EXERCISE BRIEF:
From the records below, please return each line that holds the word "throw".

Source records
Content starts

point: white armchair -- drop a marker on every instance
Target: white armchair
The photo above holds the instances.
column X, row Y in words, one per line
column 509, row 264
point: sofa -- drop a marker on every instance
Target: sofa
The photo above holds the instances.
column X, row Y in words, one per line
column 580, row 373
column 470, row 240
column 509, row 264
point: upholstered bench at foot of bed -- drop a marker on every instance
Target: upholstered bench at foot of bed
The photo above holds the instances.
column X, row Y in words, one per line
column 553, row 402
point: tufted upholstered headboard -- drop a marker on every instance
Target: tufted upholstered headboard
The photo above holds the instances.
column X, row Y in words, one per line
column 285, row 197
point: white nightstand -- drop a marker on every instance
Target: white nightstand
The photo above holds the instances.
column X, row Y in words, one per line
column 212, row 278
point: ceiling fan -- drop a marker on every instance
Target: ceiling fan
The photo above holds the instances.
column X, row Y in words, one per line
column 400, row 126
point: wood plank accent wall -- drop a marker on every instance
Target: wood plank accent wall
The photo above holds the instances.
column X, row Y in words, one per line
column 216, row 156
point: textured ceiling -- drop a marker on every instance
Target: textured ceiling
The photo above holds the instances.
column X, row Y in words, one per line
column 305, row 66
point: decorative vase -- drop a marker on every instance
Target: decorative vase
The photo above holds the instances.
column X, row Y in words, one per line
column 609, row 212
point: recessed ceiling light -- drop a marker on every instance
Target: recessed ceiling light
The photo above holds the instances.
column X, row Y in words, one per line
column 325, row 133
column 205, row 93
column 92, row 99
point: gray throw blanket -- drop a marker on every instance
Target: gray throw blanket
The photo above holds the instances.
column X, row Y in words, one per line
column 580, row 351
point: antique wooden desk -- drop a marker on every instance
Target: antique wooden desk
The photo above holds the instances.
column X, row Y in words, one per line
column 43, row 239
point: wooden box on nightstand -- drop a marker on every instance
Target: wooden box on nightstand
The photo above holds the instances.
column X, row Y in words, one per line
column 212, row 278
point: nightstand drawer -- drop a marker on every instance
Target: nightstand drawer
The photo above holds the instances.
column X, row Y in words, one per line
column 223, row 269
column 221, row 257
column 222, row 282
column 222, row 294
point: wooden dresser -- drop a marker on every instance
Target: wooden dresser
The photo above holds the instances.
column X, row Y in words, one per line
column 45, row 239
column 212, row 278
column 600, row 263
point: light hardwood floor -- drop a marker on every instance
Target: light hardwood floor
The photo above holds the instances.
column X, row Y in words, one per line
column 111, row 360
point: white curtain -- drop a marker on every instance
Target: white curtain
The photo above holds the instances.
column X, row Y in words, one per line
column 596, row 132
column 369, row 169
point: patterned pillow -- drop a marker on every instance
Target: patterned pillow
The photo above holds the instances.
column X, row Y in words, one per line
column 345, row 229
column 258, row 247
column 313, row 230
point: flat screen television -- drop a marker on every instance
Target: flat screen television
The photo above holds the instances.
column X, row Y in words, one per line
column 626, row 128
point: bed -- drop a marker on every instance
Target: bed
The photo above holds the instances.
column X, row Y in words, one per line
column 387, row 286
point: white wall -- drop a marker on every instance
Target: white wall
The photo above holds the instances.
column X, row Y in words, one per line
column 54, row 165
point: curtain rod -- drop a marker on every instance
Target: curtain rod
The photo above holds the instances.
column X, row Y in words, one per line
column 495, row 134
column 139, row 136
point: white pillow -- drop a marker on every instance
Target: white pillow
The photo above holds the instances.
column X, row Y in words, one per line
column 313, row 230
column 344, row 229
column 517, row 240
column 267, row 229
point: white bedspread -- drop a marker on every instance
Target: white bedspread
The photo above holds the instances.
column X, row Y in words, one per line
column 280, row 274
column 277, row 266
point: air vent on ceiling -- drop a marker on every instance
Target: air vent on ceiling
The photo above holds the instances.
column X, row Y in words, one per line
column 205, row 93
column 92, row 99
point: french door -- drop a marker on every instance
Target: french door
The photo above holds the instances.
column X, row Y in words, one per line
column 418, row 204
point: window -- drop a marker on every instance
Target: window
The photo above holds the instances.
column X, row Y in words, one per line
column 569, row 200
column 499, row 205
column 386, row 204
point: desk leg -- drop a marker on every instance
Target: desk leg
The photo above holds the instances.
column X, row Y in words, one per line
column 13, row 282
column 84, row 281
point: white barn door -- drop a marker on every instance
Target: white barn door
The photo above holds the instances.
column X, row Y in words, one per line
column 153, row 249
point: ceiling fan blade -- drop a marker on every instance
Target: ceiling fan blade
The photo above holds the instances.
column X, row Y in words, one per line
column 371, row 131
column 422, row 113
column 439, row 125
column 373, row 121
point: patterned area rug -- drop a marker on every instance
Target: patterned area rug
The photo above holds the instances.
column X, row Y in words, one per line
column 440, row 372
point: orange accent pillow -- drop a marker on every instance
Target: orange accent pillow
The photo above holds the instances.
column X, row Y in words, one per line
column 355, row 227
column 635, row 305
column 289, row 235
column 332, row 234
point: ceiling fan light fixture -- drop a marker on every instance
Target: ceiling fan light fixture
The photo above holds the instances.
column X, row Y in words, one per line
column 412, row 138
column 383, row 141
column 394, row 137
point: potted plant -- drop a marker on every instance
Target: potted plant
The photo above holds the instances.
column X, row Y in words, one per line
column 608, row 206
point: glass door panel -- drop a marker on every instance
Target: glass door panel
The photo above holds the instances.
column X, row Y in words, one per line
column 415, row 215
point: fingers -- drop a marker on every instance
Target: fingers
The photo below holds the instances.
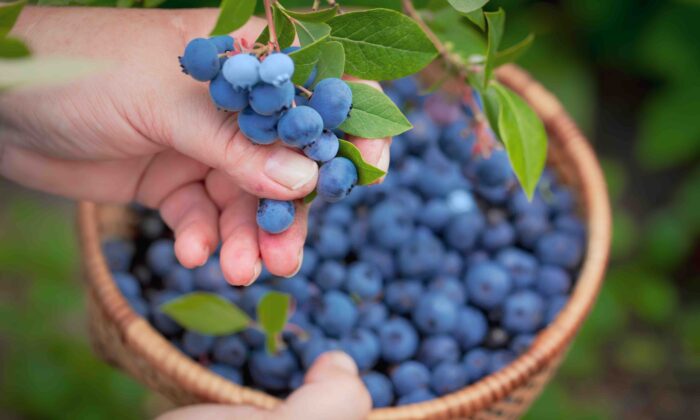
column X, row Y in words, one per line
column 282, row 252
column 193, row 217
column 334, row 377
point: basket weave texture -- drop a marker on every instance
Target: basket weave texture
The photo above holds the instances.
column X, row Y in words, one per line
column 124, row 339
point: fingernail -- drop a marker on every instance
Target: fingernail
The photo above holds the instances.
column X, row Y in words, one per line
column 290, row 168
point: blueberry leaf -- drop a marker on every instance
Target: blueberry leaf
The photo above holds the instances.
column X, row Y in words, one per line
column 496, row 21
column 524, row 137
column 513, row 53
column 233, row 14
column 373, row 114
column 331, row 61
column 366, row 173
column 8, row 15
column 207, row 313
column 381, row 44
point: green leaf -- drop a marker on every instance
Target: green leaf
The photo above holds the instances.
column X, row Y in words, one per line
column 373, row 114
column 310, row 32
column 206, row 313
column 381, row 44
column 13, row 48
column 8, row 15
column 285, row 30
column 523, row 134
column 43, row 71
column 467, row 6
column 331, row 61
column 233, row 15
column 513, row 53
column 496, row 21
column 317, row 16
column 367, row 173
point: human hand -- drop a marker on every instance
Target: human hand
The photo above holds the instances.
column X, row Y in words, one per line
column 332, row 390
column 143, row 131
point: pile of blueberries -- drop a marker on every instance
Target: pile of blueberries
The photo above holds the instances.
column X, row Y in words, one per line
column 270, row 107
column 441, row 275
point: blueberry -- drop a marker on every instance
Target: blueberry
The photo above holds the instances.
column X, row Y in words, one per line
column 363, row 346
column 276, row 69
column 160, row 256
column 209, row 276
column 127, row 284
column 523, row 312
column 275, row 216
column 437, row 349
column 272, row 371
column 488, row 284
column 195, row 344
column 118, row 253
column 417, row 396
column 324, row 148
column 364, row 280
column 471, row 327
column 224, row 43
column 410, row 376
column 380, row 389
column 330, row 275
column 225, row 96
column 521, row 265
column 241, row 71
column 476, row 363
column 435, row 314
column 227, row 372
column 231, row 350
column 201, row 60
column 336, row 314
column 448, row 377
column 398, row 340
column 332, row 99
column 266, row 99
column 560, row 249
column 260, row 129
column 336, row 179
column 300, row 126
column 553, row 281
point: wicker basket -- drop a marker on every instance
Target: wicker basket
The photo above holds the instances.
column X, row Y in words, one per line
column 128, row 341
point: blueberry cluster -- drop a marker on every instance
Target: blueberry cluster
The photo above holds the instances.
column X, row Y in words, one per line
column 270, row 107
column 430, row 281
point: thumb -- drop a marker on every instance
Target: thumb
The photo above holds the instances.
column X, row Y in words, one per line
column 332, row 390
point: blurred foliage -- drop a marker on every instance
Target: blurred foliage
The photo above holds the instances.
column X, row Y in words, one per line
column 626, row 70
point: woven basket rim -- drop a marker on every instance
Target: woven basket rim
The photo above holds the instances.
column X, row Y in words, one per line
column 549, row 343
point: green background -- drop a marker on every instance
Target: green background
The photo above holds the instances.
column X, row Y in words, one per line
column 627, row 71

Content ends

ANSWER SPACE:
point: gray throw blanket -- drop a marker on every instance
Target: gray throw blanket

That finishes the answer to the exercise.